While icing my fist, I took a good, long, hard look at myself. Perhaps there was something to what they said. Yes, I yelled a lot. Yes, I sometimes stormed out of rooms when people were mid-story because I didn't want to hear the boring end. Yes, I chucked things when I got mad, occasionally leaving someone with a faint scar. (Very faint, you crybabies.) Things were beginning to add up.

As I stumbled home I decided it was probably time to mend my ways, lighten up a little, try out some charm school magic.  Nobody wants to be seen as a meanie,

But here's the thing - no one bothers to tell you how much fucking energy manners take. How time consuming it is to hold a door open, dash off a thank you note, give away your cabs, or smile. These were dark times for me. Just lifting a lit smoke to my lips was absolutely exhausting most mornings.

I spent the better part of a week doing what I could to improve my character before wearily flopping onto my unmade bed and deciding that in a certain light, there was a forceful beauty in a bad reputation.  Maybe not such a bad thing after all.

Wednesday, November 28, 2012

The Sad Tale of Uneaten Nuts

My husband is a squirrel enthusiast. He enjoys their agility and free-spirited, can-do attitude. Me, not so much. Ever since the murder of a somber squirrel I had briefly known named Sartoosh (see the grisly details here!), I've been kind of off of the whole befriending rodents thing.

We have a large smelly tree in the backyard. It grows some kind of fruit that I've never seen sold in stores and the reason for this is probably because it smells faintly of candy and blood. However, this scent has not put the local squirrel population off one bit. They flock to this tree. And the tree grows without a bit of help from me. Hoping to ignore the tree to death didn't work and it's grown about a foot since we bought the house, nestling up against our back porch which means the squirrels frolic around the back porch which is what first caught my husband's attention.

Listen, it's cute, I get it. Fuzzy grey haired little animals hopping around on a tree, it's fun. But while I am able to ignore the squirrel demographic, my big hearted husband is not. He started by watching them out the laundry room window, then he would slowly open the back door, hoping they wouldn't dash away. Day after day he worked at this, and day after day they ran. That's when he came up with the idea of a squirrel buffet of sorts, gently placing nuts on our back porch railing, making sure they were evenly spaced. But they snubbed his snacks. You would think instinct would take over and the squirrels would start snatching them up, maybe even fighting over this feast, but I guess their penchant for hurting my husband's feelings was greater than their urge to eat.

Finally, all of this came to an abrupt end. The excitement in my husband's eyes when he saw several nuts missing from the railing, and the despair once he realized it was the wind that had knocked them off. The cold nuts lying on the ground below. Unwanted. Ignored. Uneaten.

Oh, I'll catch him glancing out the back window from time to time, but I suspect that's more habit than hope. Sad, really.

Squirrels blow.

Thursday, November 22, 2012

Thanky Panky


I am thankful that roller boogie is making a huge comeback, that the twitching in my left eye is waning, and that I get to fall asleep each night next to the coolest guy around.

Happy jive ass turkey day, you sweet taters!

Saturday, November 17, 2012

Saturday Afternoon Thoughts


I'm thinking that my life is too small.

Seeing as how I'm in my early thirties, (plus way more years) I need to make more of a splash.  Right now my life feels like a series of to-do lists.

_Entries shown_.
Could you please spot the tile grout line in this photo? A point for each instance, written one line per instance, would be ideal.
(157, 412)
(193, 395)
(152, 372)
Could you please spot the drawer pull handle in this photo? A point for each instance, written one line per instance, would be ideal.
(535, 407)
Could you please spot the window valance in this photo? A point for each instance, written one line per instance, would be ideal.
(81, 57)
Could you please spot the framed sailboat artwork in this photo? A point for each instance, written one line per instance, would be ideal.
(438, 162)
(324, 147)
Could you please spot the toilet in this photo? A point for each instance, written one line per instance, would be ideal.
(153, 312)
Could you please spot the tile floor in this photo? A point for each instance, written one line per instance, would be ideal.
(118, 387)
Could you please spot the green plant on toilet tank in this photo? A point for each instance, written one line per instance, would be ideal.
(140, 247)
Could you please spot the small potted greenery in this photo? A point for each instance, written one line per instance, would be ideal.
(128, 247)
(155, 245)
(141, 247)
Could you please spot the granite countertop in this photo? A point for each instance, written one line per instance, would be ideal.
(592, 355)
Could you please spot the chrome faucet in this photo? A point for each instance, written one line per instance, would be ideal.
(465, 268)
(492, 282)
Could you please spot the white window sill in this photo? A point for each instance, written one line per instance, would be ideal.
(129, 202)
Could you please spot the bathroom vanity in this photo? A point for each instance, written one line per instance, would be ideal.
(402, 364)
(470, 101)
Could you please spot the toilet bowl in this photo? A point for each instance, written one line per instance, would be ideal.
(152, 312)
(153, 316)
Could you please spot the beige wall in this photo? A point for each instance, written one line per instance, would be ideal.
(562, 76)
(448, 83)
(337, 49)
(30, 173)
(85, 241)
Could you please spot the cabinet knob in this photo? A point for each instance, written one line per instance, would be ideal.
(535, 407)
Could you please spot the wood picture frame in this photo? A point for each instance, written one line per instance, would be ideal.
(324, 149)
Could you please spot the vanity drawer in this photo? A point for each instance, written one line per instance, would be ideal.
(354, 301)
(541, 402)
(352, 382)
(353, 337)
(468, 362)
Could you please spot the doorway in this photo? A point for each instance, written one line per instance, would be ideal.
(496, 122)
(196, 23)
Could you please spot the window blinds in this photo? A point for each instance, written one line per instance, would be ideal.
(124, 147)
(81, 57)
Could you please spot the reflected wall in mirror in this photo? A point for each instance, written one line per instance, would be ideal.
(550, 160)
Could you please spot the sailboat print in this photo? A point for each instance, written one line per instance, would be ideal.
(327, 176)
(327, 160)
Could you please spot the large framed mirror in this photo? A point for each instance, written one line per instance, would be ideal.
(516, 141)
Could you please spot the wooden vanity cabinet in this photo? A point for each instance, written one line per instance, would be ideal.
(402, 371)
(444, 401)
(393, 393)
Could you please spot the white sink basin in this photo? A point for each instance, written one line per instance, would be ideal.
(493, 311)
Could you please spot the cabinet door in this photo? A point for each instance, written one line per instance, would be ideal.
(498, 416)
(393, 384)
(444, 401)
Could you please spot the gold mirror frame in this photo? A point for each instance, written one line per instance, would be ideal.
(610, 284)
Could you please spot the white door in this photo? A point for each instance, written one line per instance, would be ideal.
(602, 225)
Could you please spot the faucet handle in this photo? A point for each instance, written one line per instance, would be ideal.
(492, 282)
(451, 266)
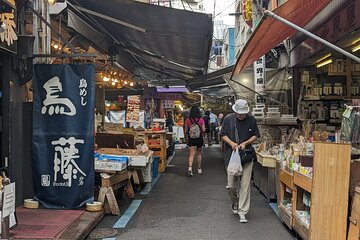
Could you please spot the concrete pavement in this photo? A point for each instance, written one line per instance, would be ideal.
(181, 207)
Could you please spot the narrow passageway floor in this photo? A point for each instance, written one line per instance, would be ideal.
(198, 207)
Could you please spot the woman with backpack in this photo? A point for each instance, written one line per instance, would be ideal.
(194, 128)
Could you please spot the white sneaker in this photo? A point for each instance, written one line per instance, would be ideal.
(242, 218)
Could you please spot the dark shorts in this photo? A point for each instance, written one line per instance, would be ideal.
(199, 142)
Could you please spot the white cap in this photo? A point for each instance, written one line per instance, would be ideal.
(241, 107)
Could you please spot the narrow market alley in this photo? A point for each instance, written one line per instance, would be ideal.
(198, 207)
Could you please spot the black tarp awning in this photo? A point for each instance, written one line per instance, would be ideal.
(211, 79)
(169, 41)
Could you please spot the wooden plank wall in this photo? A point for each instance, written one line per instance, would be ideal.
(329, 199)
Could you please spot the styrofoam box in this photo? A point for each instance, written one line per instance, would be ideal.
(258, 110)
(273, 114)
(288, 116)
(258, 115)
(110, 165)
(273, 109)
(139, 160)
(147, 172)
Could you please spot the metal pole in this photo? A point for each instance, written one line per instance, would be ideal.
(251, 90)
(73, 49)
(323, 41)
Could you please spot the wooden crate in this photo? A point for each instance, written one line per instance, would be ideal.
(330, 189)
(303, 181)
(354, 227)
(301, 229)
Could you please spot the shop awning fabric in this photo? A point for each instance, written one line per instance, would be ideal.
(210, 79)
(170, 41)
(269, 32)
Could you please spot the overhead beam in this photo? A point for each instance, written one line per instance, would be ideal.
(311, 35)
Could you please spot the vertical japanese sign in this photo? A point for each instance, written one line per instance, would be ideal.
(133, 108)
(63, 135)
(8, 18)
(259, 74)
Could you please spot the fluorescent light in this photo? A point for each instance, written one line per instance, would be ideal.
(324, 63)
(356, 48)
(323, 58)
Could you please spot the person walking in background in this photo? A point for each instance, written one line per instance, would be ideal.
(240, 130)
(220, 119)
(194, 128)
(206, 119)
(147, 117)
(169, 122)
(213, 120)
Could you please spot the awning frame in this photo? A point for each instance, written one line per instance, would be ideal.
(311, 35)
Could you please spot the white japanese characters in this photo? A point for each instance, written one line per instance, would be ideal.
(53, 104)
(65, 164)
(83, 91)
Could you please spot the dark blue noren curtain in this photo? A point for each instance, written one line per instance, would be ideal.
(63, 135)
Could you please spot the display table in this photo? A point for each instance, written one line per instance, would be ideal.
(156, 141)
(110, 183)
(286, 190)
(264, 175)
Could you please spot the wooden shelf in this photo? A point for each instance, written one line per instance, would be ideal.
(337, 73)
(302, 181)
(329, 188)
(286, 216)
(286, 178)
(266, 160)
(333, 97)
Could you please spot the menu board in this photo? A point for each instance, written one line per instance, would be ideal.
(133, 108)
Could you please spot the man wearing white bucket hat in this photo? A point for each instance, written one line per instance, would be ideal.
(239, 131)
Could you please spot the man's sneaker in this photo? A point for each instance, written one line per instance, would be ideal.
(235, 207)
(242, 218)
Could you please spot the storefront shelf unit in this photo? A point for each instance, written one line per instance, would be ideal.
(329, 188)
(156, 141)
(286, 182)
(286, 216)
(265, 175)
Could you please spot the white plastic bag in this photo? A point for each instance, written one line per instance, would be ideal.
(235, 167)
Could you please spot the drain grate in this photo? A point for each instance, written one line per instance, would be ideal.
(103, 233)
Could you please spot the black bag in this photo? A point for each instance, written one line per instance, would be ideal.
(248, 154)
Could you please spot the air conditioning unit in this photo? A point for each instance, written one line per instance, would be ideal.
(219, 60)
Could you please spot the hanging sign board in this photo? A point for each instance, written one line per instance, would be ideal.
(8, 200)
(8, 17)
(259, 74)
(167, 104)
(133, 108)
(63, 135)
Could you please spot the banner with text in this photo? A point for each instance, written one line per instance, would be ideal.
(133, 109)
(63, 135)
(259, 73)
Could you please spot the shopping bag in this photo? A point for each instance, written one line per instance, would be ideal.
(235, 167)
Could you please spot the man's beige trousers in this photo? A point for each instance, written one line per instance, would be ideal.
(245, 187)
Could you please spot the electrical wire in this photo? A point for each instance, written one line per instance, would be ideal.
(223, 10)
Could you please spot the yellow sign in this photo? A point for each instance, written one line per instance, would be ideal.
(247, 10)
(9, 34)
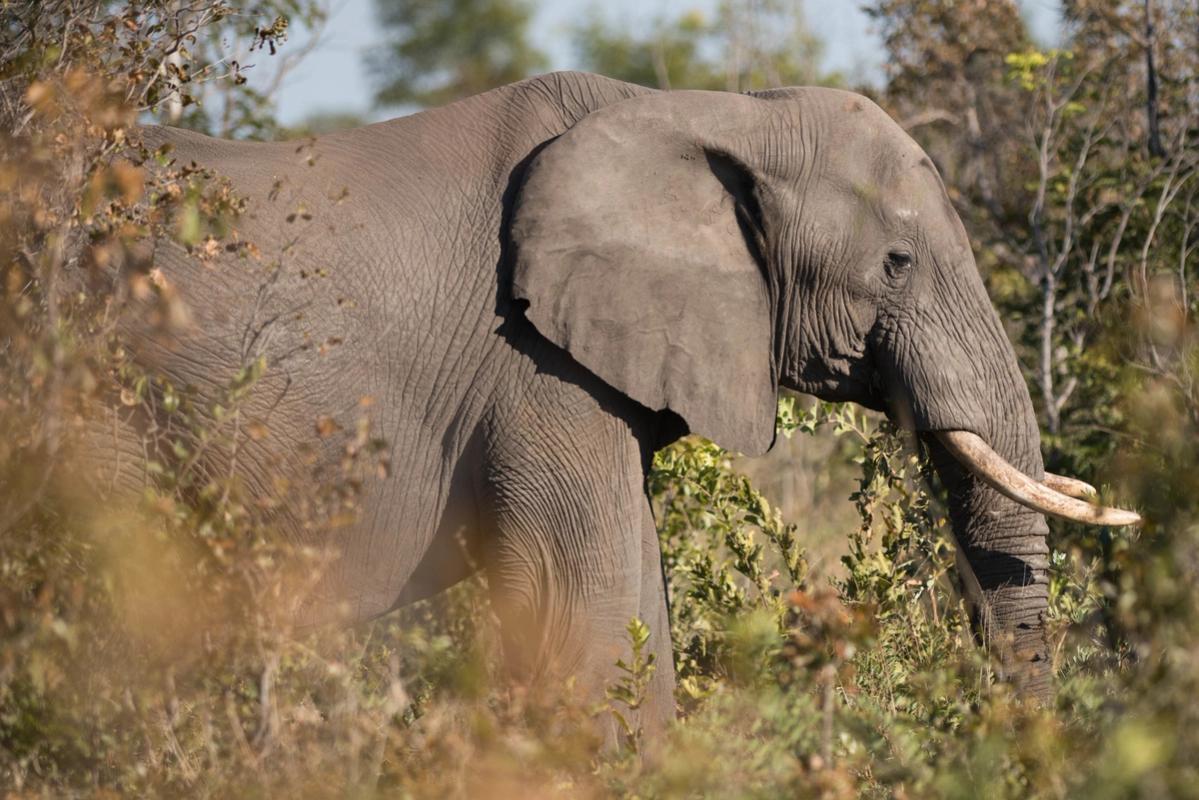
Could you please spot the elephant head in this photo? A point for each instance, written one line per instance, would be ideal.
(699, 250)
* * *
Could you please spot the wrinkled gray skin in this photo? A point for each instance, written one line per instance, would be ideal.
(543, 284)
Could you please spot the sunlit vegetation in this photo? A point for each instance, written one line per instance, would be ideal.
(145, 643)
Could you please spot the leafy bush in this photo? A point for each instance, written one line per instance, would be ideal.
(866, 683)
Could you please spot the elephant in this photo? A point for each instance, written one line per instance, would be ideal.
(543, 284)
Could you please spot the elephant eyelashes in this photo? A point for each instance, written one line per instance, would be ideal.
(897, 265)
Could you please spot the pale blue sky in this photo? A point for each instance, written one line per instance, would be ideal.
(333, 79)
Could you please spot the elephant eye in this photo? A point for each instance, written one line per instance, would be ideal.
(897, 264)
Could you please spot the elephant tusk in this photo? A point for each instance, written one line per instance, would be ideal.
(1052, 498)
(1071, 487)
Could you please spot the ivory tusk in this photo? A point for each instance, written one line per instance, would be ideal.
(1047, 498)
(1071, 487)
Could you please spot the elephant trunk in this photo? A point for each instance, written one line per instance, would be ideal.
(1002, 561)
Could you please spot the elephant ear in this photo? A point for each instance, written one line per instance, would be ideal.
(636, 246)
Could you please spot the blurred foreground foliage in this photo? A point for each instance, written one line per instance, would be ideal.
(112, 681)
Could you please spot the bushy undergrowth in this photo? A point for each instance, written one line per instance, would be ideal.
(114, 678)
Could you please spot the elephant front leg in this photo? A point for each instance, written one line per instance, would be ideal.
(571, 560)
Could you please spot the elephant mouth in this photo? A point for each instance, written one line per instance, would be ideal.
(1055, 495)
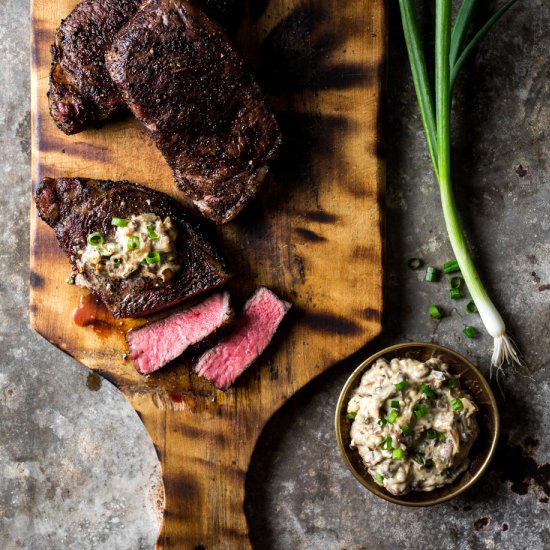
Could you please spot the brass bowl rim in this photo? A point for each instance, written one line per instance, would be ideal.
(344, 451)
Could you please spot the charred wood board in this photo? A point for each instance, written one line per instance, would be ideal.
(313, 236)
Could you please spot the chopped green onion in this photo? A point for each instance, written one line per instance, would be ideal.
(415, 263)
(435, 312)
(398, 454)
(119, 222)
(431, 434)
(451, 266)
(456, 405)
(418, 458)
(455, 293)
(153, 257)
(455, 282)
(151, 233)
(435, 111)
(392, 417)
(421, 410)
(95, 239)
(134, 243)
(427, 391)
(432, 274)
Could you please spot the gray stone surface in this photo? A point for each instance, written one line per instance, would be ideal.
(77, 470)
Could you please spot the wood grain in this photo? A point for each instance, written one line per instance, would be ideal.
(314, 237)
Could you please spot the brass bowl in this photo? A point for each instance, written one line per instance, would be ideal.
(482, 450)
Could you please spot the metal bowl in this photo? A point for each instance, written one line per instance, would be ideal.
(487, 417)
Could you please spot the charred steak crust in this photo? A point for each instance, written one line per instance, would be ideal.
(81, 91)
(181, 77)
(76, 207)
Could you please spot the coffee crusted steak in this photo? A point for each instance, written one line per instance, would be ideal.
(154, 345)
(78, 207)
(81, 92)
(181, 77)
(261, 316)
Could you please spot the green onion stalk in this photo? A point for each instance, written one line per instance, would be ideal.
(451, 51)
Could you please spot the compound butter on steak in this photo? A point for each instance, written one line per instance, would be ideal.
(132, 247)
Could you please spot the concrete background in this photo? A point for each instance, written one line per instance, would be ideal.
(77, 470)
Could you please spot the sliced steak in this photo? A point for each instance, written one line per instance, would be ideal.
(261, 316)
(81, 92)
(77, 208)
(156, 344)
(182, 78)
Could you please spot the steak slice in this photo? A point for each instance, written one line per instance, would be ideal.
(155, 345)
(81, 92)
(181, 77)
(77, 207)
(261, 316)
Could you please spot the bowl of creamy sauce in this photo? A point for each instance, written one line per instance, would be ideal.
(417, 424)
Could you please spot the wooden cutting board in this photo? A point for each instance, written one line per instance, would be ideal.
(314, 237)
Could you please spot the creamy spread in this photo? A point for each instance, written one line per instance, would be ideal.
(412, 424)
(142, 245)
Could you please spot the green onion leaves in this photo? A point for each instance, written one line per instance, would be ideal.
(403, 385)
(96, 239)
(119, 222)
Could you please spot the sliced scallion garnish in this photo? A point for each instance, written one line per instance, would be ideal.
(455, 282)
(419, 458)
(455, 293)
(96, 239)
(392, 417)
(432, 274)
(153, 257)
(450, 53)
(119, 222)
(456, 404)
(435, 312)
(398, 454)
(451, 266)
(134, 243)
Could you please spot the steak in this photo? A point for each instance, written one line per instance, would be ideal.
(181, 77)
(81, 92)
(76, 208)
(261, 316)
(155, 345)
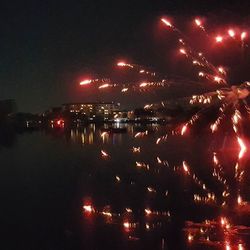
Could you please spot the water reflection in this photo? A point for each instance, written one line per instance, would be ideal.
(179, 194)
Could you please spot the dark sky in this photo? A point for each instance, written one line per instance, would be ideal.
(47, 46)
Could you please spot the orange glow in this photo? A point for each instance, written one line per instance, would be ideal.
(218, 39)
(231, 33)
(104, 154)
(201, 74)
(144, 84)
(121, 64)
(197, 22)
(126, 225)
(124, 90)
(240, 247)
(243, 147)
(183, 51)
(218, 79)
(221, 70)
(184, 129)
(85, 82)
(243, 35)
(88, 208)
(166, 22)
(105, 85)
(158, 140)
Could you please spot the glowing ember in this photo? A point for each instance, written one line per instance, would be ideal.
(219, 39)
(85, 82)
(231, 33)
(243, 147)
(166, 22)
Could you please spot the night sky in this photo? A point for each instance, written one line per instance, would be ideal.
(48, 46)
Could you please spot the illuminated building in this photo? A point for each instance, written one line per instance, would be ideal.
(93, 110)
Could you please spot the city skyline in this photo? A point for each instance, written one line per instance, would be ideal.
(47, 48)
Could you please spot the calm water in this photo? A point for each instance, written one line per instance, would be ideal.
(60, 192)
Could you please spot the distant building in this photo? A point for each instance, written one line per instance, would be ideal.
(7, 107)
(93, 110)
---
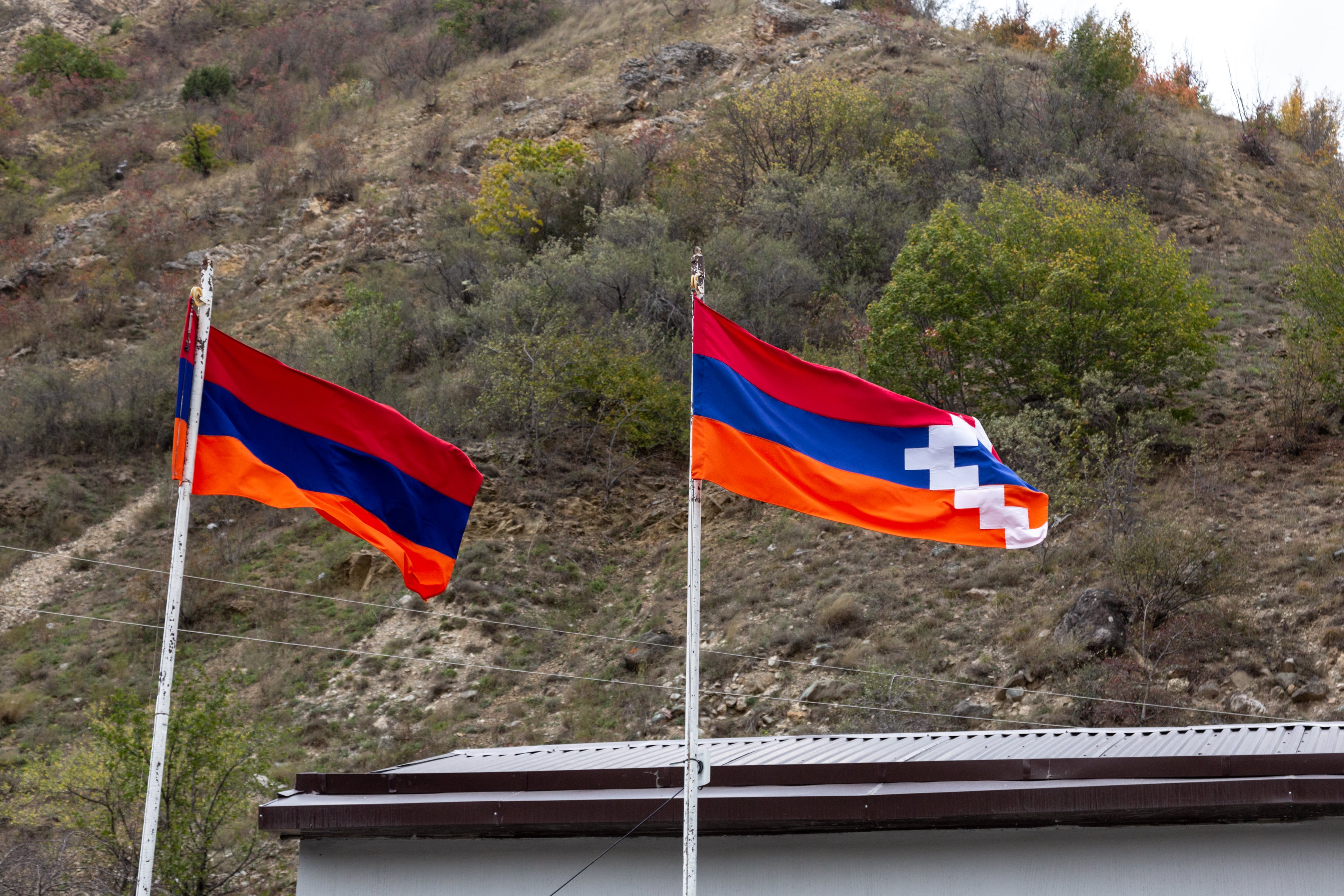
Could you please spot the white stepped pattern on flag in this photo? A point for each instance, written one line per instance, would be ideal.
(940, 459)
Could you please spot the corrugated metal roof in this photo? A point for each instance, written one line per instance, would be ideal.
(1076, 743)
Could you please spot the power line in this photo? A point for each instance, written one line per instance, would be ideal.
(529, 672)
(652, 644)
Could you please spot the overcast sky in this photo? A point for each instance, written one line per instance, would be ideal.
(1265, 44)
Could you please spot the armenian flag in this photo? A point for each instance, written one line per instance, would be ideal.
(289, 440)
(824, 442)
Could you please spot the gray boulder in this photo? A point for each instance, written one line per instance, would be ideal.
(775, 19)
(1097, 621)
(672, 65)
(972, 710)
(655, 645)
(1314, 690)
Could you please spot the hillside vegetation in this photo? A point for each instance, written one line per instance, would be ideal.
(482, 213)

_What this task involves_.
Answer these three questions from the blog excerpt above.
1. According to the writer, what does the fruit of the backyard tree smell faintly of?
2. What had knocked the nuts off the porch railing?
3. What does the writer say is making a huge comeback?

_Final result_.
1. Candy and blood.
2. The wind.
3. Roller boogie.